- _DOCUMENTTEKST_:
________

Lees meer over deze mechanismen in dit artikel: inzichten uit de gedragseconomie.
Toepassing van Leanprofs
In dit artikel vind je tal van tips hoe je weerstand vermindert door vooral in te spelen op het bewuste brein (systeem 2). Hierdoor neemt de primaire reactie van systeem 1 af, en ontstaat er letterlijk ruimte voor verandering. Echter, je kunt ook al inspelen op de primaire reactie van systeem 1 in je voordeel. We weten namelijk uit ander onderzoek dat je gedrag primair gestuurd wordt door je omgeving. Verander je de omgeving, dan verandert het gedrag. Gedraag jij je hetzelfde in het café op vrijdagavond, als op kantoor op maandagochtend? Waarschijnlijk zit er een verschil in. Dit werkt omdat systeem 1 sterk afhankelijk is van triggers in je omgeving. Als de omgeving wordt aangepast om gewenst gedrag te ondersteunen, worden de automatische patronen van systeem 1 geherprogrammeerd zonder dat bewuste inspanning nodig is. Dit is precies de aanpak van Leanprofs: een omgeving creëeren die gewenst en succesvol gedrag vanzelfsprekend en voorspelbaar maakt. Het wordt dan lastiger om weerstand of ongewenst gedrag te vertonen. En dit zijn precies de voorwaarden voor high-performance.
Samenvatting
Kahneman’s dual-systeemtheorie biedt inzicht in de weerstand tegen verandering door te kijken naar het samenspel tussen automatisch en bewust denken. Door zowel Systeem 1 als Systeem 2 effectief aan te spreken, kun je weerstand verminderen en en meer wendbare verbetercultuur bevorderen. Voor een nog krachtiger effect, pas je de omgeving aan. Hierdoor ‘hack’ je de werking van systeem 1, en wordt succes voorspelbaar.

________

- _GEËXTRAHEERDE VERMELDINGEN_:
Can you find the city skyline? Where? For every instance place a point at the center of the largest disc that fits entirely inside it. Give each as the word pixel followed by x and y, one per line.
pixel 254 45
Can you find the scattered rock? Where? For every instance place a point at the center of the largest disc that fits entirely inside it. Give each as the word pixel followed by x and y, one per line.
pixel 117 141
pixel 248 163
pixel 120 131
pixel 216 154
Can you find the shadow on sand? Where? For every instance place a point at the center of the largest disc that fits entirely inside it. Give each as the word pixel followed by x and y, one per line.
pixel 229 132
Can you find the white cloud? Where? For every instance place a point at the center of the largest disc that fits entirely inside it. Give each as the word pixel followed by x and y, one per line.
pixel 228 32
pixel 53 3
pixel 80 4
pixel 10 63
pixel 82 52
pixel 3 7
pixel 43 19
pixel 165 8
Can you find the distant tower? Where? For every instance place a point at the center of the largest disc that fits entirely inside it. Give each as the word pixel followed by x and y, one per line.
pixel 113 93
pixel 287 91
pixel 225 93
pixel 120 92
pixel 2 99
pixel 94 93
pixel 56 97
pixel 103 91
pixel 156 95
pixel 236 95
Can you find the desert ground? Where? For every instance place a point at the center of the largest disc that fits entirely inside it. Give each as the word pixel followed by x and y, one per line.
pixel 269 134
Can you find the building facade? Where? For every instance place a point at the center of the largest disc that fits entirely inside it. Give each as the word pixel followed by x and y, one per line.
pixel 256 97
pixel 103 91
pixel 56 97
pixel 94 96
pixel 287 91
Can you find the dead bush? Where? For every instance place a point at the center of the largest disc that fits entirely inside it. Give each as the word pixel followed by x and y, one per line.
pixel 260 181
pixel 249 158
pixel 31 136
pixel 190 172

________

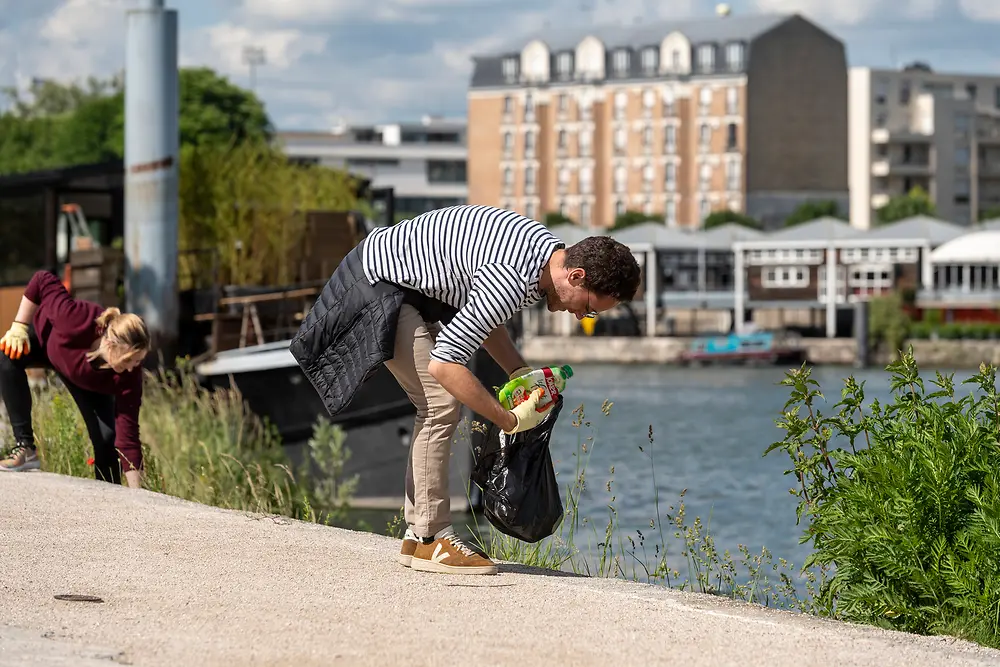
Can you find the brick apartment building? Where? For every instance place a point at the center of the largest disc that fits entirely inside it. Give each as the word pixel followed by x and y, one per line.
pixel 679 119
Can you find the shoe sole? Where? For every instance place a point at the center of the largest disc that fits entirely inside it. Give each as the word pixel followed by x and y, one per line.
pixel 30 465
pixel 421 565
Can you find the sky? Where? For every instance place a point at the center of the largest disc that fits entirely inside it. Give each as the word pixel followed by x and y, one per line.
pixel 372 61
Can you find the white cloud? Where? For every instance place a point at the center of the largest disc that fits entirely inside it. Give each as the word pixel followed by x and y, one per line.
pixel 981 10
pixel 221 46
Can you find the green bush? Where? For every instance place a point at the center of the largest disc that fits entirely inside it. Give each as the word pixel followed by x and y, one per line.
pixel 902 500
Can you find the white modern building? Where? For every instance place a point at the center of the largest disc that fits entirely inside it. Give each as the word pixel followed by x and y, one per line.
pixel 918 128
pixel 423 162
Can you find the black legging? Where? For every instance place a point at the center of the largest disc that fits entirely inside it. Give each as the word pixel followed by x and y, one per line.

________

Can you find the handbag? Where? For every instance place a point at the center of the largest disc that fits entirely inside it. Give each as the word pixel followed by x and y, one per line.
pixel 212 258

________

- _TAAKOMSCHRIJVING_:
Waarvan is systeem 1 volgens de documenttekst sterk afhankelijk? Antwoord alsjeblieft in één zin.

- _ANTWOORD_:
Systeem 1 is sterk afhankelijk van triggers in je omgeving.